(Saved data entries)
__________________________________________________
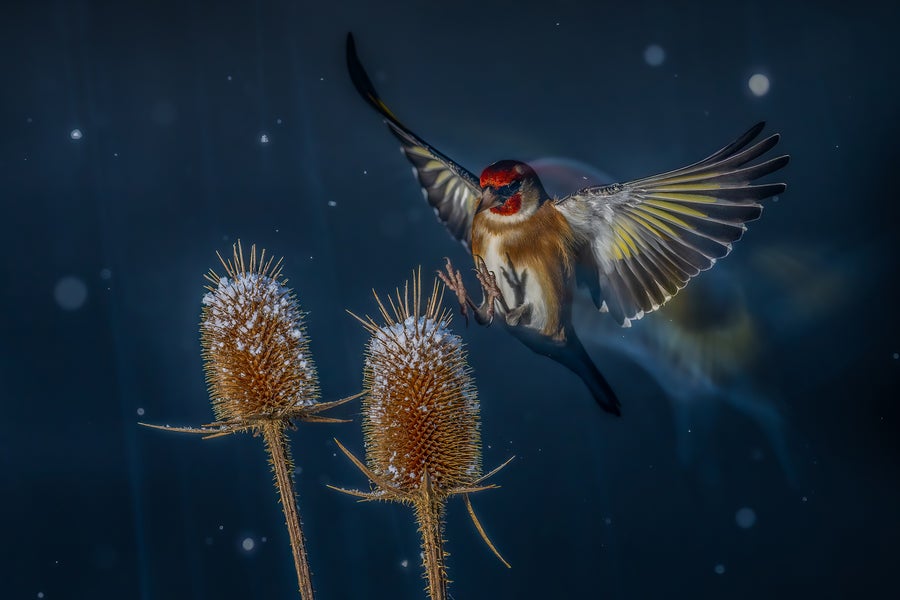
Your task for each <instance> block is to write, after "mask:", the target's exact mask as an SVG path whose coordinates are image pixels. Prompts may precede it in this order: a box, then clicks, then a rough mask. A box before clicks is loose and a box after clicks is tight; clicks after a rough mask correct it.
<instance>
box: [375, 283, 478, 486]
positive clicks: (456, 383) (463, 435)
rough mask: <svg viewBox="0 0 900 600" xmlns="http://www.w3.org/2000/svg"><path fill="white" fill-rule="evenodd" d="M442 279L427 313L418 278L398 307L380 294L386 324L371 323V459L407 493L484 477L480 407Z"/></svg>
mask: <svg viewBox="0 0 900 600" xmlns="http://www.w3.org/2000/svg"><path fill="white" fill-rule="evenodd" d="M441 296H442V293H441V292H440V291H439V289H438V284H437V282H435V284H434V287H433V289H432V294H431V297H430V298H429V299H428V302H427V303H426V308H425V312H424V313H422V312H421V303H422V302H421V301H422V297H421V283H420V281H419V280H418V279H414V280H413V285H412V301H411V302H410V297H409V286H408V285H407V286H406V287H405V288H404V290H403V295H402V296H401V295H400V291H399V290H398V291H397V296H396V302H395V300H394V299H391V298H388V302H389V304H390V307H391V312H388V310H387V309H386V308H385V306H384V304H383V303H382V302H381V300H380V299H379V298H378V295H377V294H376V295H375V298H376V300H377V301H378V305H379V308H380V309H381V315H382V317H383V319H384V324H382V325H379V324H378V323H376V322H375V321H374V320H372V319H371V318H369V319H368V320H367V321H363V324H364V325H365V327H366V329H367V330H368V331H369V333H371V335H372V337H371V339H370V340H369V343H368V346H367V349H366V365H365V376H364V377H365V381H364V392H365V396H364V399H363V403H362V407H363V433H364V436H365V448H366V462H367V463H368V467H369V469H370V470H371V471H372V472H373V473H374V474H375V475H377V476H378V479H380V480H381V481H384V482H386V483H388V484H389V485H390V486H391V487H393V488H395V489H397V490H401V491H403V492H407V493H416V492H417V491H418V490H419V488H420V486H421V485H422V484H423V482H424V481H425V476H426V473H427V475H428V478H429V482H430V485H431V486H433V488H434V491H435V492H436V493H437V494H439V495H442V494H452V493H453V490H455V489H458V488H463V487H466V486H469V485H471V484H472V483H473V482H474V481H476V480H478V479H479V478H480V477H481V432H480V427H479V404H478V396H477V393H476V389H475V383H474V381H473V379H472V374H471V369H470V368H469V366H468V364H467V362H466V351H465V349H464V347H463V343H462V340H461V339H460V338H459V336H457V335H454V334H453V333H452V332H451V331H450V330H449V329H448V328H447V325H448V323H449V321H450V314H449V311H446V310H443V309H441V308H440V305H441Z"/></svg>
__________________________________________________
Reproduce every record above with each instance of "rough mask" swapped for "coarse mask", leaving everything else unchanged. Omit the pictures from your answer.

Your task for each <instance> block is to write, after "mask:", the target's exact mask as an SVG path whose coordinates are image pixels. Prompts may precede it in this order: a box, then clicks, then a coarse mask. A box before clicks is loose and a box after clicks is tight; clicks after a coarse mask correct it.
<instance>
box: [375, 283, 478, 486]
positive clicks: (456, 383) (463, 435)
coarse mask: <svg viewBox="0 0 900 600" xmlns="http://www.w3.org/2000/svg"><path fill="white" fill-rule="evenodd" d="M442 279L427 313L418 278L398 307L380 294L386 324L371 323V459L407 493L484 477L480 407Z"/></svg>
mask: <svg viewBox="0 0 900 600" xmlns="http://www.w3.org/2000/svg"><path fill="white" fill-rule="evenodd" d="M441 296H442V293H441V292H440V291H439V289H438V284H437V282H435V284H434V287H433V289H432V294H431V297H430V298H429V299H428V302H427V303H426V308H425V312H424V313H422V312H421V303H422V302H421V301H422V297H421V283H420V281H419V280H418V279H414V280H413V285H412V301H411V302H410V297H409V286H408V285H407V286H406V287H405V288H404V290H403V295H402V296H401V295H400V291H399V290H398V291H397V296H396V302H395V300H394V299H391V298H388V302H389V304H390V307H391V312H388V310H387V309H386V308H385V306H384V304H383V303H382V302H381V300H380V299H379V298H378V295H377V294H376V295H375V298H376V300H377V301H378V305H379V308H380V309H381V315H382V317H383V319H384V324H382V325H379V324H378V323H376V322H375V321H374V320H372V319H371V318H369V319H368V320H367V321H363V324H364V325H365V327H366V329H367V330H368V331H369V333H371V335H372V337H371V339H370V340H369V343H368V346H367V349H366V365H365V376H364V377H365V381H364V392H365V396H364V399H363V403H362V407H363V433H364V436H365V448H366V462H367V463H368V467H369V469H370V470H371V471H372V472H373V473H374V474H375V475H377V476H378V479H380V480H381V481H384V482H386V483H388V484H389V485H390V486H391V487H393V488H395V489H397V490H401V491H403V492H407V493H416V492H417V491H418V490H419V488H420V486H421V485H422V484H423V482H424V481H425V476H426V473H427V475H428V478H429V482H430V485H431V486H433V488H434V491H435V492H436V493H437V494H439V495H442V494H452V493H453V490H455V489H458V488H463V487H466V486H469V485H471V484H472V483H473V482H474V481H476V480H478V479H479V478H480V477H481V432H480V427H479V404H478V396H477V393H476V389H475V383H474V381H473V379H472V374H471V369H470V368H469V366H468V364H467V362H466V351H465V349H464V347H463V343H462V340H461V339H460V338H459V336H457V335H454V334H453V333H452V332H451V331H450V330H449V329H448V328H447V325H448V323H449V321H450V314H449V311H446V310H443V309H441V308H440V305H441Z"/></svg>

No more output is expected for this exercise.